TASKS AND EXERCISES:
[A] Swap "statutory rate" for "statutory federal rate" and write out the discussion of 2002 and 2001 results starting with "LOSS BEFORE CUMULATIVE EFFECT OF CHANGE IN ACCOUNTING PRINCIPLE." and going on through "described above.".
[B] Carry on the discussion of the company's 2002 and 2001 results after its last sentence.

QUOTED TEXT:

LOSS BEFORE BENEFIT FOR INCOME TAXES, AND CUMULATIVE EFFECT OF CHANGE IN
ACCOUNTING PRINCIPLE. The loss before income taxes and cumulative effect of
change in accounting principle in 2002 was $3.5 million, as compared to $4.7
million in 2001, and was comprised of the following:



YEARS ENDED
DECEMBER 31,
--------------------------------
2002 2001
---------- ---------
(IN THOUSANDS)

Construction Products Group $ 28,265 $ 29,315
Symons 27,076 31,324
Intersegment eliminations (11,032) (11,187)
Corporate, including interest expense (47,818) (54,105)
---------- ---------
Loss before benefit for income taxes, and cumulative
effect of change in accounting principle $ (3,509) $ (4,653)
========== =========


CPG's income before provision for income taxes of $28.3 million in 2002
decreased from $29.3 million in 2001, due to the unfavorable sales volume and
pricing. These were partially offset by the benefit of the cost reductions we
implemented, lower amortization expense with the adoption of SFAS No. 142, and
lower facility closing and severance expenses in 2002 compared to 2001.

Symons' income before income taxes was $27.1 million in 2002, compared to $31.3
million in 2001. This was due to the decreased sales volume, unfavorable pricing
and unfavorable mix of lower rental revenues due to weaker markets in 2002
compared to 2001. These were partially offset by the benefit of the cost
reduction initiatives we implemented, and the increased sales of higher gross
profit used rental fleet.

Corporate expenses decreased to $47.8 million, including interest expense of
$34.0 million, in 2002 from $54.1 million, including interest expense of $35.0
million, in 2001 due to lower facility closing and severance expenses, lower
interest expense as a result of lower interest rates, and the benefit of the
cost reduction initiatives we implemented.

Elimination of gross profit on intersegment sales decreased to $11.0 million in
2002 from $11.1 million in 2001 due to the mix of intersegment sales.

LOSS BEFORE CUMULATIVE EFFECT OF CHANGE IN ACCOUNTING PRINCIPLE. The effective
tax rate in 2002 was 11.0%, which is different from the statutory rate,
primarily due to the unfavorable impact of permanent book/tax differences. The
net loss before cumulative effect of change in accounting principle for 2002 was
$3.1 million, compared to a loss of $3.5 million in 2001 due to the factors
described above.

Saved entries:
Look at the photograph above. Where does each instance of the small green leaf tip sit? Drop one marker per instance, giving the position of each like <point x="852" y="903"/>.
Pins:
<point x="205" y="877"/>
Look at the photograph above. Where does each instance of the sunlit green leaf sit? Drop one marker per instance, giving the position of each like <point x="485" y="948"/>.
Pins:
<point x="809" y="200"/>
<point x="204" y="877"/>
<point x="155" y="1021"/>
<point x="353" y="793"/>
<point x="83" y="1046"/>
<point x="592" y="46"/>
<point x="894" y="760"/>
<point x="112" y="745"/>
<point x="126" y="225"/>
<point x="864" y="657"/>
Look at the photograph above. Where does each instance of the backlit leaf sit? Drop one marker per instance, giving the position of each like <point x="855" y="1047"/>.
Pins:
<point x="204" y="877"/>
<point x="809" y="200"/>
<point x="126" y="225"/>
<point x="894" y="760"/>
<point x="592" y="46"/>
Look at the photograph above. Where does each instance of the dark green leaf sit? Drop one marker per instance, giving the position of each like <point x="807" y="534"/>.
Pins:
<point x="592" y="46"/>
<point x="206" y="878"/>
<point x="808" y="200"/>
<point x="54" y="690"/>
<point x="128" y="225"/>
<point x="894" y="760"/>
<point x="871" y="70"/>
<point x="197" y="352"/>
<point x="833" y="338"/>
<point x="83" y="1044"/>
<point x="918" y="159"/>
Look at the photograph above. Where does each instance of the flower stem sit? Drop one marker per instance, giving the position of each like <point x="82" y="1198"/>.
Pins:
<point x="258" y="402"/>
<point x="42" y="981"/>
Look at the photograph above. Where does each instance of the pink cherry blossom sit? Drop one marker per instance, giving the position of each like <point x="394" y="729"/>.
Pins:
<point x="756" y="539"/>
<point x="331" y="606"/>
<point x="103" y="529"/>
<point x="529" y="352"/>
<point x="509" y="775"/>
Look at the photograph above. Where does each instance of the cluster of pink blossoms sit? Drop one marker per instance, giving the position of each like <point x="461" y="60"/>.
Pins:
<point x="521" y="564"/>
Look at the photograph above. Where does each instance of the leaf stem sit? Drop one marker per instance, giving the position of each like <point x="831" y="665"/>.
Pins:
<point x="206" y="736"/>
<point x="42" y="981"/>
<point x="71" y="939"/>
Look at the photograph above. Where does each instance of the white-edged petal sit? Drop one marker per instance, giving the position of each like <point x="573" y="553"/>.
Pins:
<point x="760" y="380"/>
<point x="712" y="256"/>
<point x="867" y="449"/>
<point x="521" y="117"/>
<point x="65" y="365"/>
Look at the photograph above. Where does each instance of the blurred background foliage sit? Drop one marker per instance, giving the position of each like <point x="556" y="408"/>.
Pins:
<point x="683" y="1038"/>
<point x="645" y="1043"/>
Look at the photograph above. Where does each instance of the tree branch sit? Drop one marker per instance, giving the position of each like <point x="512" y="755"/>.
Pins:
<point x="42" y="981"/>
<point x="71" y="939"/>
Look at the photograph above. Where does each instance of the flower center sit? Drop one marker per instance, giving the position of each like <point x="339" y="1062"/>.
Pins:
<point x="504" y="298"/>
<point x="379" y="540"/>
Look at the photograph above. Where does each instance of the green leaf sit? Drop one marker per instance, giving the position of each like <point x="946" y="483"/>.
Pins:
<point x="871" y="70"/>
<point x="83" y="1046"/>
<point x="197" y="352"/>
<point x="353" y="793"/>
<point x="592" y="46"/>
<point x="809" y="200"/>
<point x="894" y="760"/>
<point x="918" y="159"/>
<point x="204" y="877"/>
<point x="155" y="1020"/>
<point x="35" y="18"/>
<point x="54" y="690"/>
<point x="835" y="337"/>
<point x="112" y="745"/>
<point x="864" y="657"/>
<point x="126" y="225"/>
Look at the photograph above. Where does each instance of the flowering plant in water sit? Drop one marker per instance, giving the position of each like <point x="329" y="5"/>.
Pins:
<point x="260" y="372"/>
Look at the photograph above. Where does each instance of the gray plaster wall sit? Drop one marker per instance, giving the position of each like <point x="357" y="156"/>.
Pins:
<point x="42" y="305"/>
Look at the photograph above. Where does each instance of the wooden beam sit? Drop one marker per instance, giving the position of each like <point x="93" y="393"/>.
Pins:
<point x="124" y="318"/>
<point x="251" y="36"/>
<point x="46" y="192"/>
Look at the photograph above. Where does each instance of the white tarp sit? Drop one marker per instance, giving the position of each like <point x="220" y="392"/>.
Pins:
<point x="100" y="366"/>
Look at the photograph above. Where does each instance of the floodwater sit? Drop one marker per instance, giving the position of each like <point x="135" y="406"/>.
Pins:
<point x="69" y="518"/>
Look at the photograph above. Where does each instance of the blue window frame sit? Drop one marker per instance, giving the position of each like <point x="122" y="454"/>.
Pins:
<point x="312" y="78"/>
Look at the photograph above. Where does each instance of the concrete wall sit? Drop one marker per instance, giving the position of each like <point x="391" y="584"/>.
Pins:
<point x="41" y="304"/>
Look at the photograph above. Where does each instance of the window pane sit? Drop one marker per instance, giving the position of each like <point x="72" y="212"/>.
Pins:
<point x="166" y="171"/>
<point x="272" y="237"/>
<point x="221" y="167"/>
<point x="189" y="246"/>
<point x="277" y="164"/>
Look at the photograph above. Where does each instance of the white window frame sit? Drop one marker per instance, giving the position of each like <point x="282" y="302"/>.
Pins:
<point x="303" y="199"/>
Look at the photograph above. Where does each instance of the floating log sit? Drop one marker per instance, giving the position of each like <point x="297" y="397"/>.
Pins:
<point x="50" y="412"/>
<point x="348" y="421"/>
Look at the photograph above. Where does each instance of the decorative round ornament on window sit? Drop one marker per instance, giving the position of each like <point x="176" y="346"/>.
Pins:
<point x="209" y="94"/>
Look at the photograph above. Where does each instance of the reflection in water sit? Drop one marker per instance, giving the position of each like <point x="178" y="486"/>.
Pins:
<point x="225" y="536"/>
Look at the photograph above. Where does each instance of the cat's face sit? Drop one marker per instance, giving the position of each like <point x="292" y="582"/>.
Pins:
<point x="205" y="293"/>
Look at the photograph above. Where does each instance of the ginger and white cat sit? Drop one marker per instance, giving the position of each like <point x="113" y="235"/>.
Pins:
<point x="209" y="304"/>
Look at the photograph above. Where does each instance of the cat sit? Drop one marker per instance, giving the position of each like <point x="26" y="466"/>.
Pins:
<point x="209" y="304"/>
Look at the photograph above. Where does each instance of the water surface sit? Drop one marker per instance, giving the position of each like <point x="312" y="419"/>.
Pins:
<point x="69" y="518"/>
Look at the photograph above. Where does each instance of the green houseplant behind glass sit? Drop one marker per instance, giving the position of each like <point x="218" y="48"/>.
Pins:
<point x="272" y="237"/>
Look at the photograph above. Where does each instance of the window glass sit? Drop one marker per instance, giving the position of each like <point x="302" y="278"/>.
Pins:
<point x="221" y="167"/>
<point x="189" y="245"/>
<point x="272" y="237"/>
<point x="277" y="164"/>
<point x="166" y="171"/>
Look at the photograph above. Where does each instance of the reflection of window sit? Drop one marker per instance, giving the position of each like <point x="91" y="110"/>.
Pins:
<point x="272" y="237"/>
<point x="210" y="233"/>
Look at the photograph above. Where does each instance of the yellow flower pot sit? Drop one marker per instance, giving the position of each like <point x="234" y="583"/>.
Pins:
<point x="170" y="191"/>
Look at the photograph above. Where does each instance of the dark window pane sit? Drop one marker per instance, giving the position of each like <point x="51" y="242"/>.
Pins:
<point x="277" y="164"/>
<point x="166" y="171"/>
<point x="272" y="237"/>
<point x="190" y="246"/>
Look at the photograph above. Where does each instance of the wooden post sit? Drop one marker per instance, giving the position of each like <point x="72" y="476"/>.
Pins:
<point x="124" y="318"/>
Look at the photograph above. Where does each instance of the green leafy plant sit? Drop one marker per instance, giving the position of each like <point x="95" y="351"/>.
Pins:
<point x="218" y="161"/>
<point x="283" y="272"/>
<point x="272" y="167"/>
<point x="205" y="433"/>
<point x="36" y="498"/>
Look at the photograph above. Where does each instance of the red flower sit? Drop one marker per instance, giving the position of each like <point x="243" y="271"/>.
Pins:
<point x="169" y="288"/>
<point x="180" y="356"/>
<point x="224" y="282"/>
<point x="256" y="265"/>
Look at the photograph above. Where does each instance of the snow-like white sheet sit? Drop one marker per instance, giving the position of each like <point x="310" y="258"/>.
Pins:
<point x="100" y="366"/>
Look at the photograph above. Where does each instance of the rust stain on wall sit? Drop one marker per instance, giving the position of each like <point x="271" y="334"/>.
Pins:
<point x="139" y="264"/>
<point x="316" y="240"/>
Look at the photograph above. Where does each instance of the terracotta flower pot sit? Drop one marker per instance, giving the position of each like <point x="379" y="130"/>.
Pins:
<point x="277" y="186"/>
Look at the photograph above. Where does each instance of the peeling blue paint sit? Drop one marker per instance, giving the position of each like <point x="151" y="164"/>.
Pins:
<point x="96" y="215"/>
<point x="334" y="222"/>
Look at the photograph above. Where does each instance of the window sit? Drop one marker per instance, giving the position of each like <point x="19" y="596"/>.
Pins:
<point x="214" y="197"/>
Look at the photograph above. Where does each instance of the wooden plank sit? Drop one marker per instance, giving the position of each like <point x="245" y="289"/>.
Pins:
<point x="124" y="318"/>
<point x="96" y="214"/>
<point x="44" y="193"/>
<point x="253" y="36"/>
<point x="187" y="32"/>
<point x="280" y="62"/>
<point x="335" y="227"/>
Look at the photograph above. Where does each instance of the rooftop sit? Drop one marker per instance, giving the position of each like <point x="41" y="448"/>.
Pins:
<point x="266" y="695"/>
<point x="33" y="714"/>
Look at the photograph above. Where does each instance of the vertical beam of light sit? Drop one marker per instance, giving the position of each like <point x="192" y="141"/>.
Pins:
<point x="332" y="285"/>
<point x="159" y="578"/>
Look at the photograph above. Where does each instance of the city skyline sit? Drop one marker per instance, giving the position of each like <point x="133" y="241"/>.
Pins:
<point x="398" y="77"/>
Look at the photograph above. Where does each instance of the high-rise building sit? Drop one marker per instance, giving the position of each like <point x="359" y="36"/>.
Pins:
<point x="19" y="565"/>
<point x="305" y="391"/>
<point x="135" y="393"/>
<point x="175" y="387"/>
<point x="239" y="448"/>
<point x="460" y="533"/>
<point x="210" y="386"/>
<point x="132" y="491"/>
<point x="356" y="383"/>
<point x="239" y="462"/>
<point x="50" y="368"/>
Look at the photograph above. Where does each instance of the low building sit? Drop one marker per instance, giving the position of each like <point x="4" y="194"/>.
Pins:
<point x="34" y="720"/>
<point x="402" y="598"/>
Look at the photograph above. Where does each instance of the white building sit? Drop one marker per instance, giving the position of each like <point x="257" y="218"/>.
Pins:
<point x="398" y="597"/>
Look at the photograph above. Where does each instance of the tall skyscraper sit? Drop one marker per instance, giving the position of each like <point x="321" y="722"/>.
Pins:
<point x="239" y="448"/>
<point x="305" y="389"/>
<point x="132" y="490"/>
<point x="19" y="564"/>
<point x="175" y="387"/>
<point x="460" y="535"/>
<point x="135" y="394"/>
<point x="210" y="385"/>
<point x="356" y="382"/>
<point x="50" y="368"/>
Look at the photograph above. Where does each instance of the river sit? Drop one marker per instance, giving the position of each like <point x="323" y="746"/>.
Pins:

FINAL ANSWERS:
[A]
LOSS BEFORE CUMULATIVE EFFECT OF CHANGE IN ACCOUNTING PRINCIPLE. The effective
tax rate in 2002 was 11.0%, which is different from the statutory federal rate,
primarily due to the unfavorable impact of permanent book/tax differences. The
net loss before cumulative effect of change in accounting principle for 2002 was
$3.1 million, compared to a loss of $3.5 million in 2001 due to the factors
described above.

[B]
CUMULATIVE EFFECT OF CHANGE IN ACCOUNTING PRINCIPLE. We adopted SFAS No. 142
effective January 1, 2002. As a result of adopting SFAS No. 142, we recorded a
non-cash charge in 2002 of $17.1 million ($19.9 million of goodwill, less an
income tax benefit of $2.8 million), which is reflected as a cumulative effect
of change in accounting principle. This amount does not affect our ongoing
operations or our cash flow. The goodwill arose from the acquisitions of
Dur-O-Wal in 1995, Southern Construction Products in 1999, and Polytite in 2000,
all of which manufacture and sell metal accessories used in masonry
construction. The masonry products market has experienced weaker markets and
significant price competition, which has had a negative impact on the product
line's earnings and fair value.

24


The following is a reconciliation from reported net loss to net loss adjusted
for the amortization of goodwill:



Years Ended December 31,
2002 2001
-------- --------
(In thousands)

Net loss before cumulative effect of change in accounting principle, as reported $ (3,123) $ (3,474)
Amortization of goodwill, net of tax benefit - 3,375
-------- --------
Net loss before cumulative effect of change in accounting principle, as adjusted $ (3,123) $ (99)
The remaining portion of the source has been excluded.